- _TASK_
Go through the entries below and print each one exactly, leaving out pictures.

(Natural language region descriptions)
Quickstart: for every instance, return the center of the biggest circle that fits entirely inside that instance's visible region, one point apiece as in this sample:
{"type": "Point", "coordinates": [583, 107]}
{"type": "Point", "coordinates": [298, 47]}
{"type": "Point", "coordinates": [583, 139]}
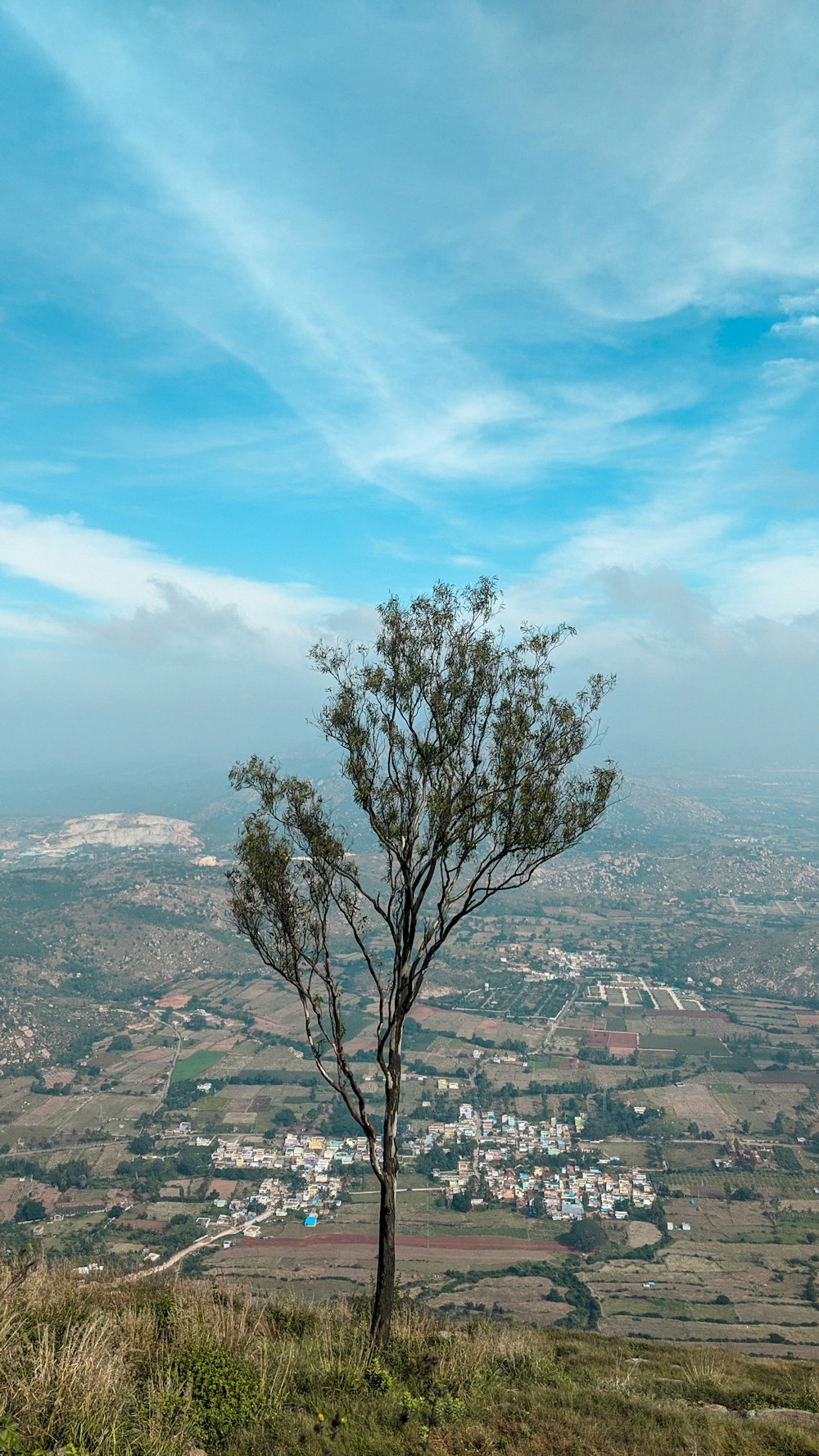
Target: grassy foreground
{"type": "Point", "coordinates": [174, 1369]}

- _WRITTEN ANSWER_
Quickstart: for every instance, return the center of the biggest circle that fits entirely inside that instance's visible region, one point apiece as in this sample:
{"type": "Point", "coordinates": [583, 107]}
{"type": "Point", "coordinates": [298, 47]}
{"type": "Point", "coordinates": [583, 139]}
Target: grassy foreground
{"type": "Point", "coordinates": [174, 1369]}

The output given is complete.